Repeat the lines from the one containing "point: child with red" through the last line of the data, exactly, pictures omitted.

(DATA PROVIDED)

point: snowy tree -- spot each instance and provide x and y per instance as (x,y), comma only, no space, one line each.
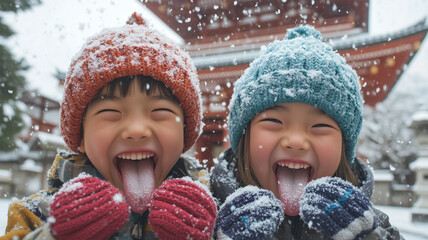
(11,80)
(386,138)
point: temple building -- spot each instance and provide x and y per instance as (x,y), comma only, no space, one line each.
(224,36)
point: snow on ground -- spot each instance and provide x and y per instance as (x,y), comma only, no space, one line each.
(399,217)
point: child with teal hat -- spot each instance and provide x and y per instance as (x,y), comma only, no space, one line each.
(292,171)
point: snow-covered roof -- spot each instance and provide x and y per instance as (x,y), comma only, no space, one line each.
(30,166)
(420,116)
(383,175)
(246,53)
(420,163)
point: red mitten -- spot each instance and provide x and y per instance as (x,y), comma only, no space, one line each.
(87,208)
(180,209)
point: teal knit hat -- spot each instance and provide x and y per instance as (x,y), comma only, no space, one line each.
(300,68)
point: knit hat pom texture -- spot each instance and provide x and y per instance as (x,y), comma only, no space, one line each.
(300,68)
(130,50)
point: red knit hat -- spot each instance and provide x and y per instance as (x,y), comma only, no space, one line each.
(133,49)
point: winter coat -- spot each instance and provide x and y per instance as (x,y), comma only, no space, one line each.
(28,217)
(223,183)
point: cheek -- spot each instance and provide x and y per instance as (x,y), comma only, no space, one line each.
(329,156)
(260,151)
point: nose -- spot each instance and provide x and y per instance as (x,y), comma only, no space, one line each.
(295,140)
(136,128)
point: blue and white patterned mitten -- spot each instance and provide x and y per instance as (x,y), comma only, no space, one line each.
(336,208)
(249,213)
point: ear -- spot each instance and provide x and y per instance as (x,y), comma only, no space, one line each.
(82,146)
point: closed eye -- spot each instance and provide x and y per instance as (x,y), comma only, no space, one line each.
(323,125)
(271,120)
(108,110)
(163,109)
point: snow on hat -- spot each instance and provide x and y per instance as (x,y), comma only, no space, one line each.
(133,49)
(300,68)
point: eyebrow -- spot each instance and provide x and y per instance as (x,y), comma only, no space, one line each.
(102,98)
(285,108)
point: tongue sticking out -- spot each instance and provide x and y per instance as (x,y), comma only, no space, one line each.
(138,182)
(291,183)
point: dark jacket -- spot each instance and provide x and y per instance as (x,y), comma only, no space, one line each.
(223,183)
(28,217)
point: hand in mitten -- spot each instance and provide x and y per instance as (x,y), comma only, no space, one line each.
(336,208)
(87,208)
(182,209)
(249,213)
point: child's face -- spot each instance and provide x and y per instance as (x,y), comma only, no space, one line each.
(293,136)
(137,126)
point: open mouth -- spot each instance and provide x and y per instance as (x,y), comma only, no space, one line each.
(140,156)
(292,178)
(137,174)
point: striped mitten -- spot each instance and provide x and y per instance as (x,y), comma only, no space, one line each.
(249,213)
(336,208)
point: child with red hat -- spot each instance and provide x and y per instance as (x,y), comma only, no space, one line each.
(132,106)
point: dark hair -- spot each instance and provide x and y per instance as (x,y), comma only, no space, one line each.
(245,175)
(148,85)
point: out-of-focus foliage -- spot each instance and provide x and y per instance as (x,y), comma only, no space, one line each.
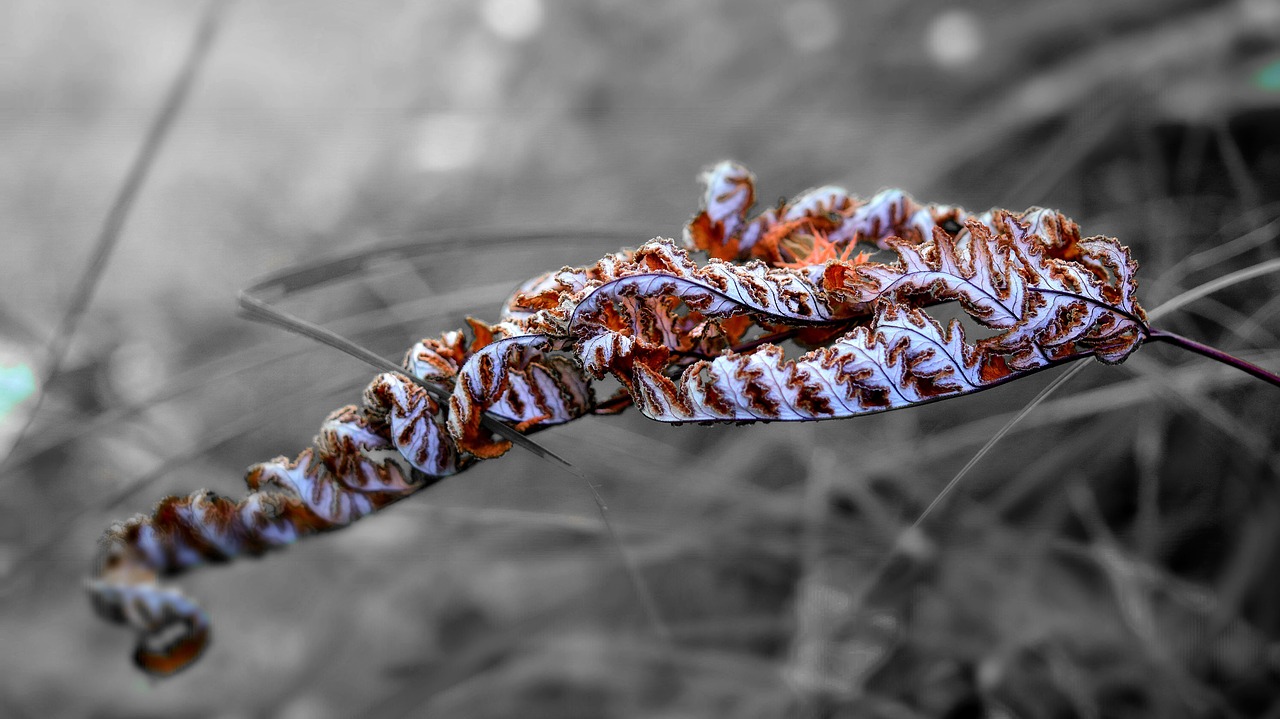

(End DATA PROVIDED)

→ RESULT FOR THIS EXERCISE
point: child with red hat -- spot each instance and provide x and y per instance as (x,y), comma only, no space, one line each.
(132,106)
point: dark hair -- spot each instance and provide x and y per instance as (x,y), comma only, no space, one line each.
(245,175)
(148,85)
point: out-of-focus foliage -- spot each instance and provide x and y per instance as (x,y), comma only, no space, one line each.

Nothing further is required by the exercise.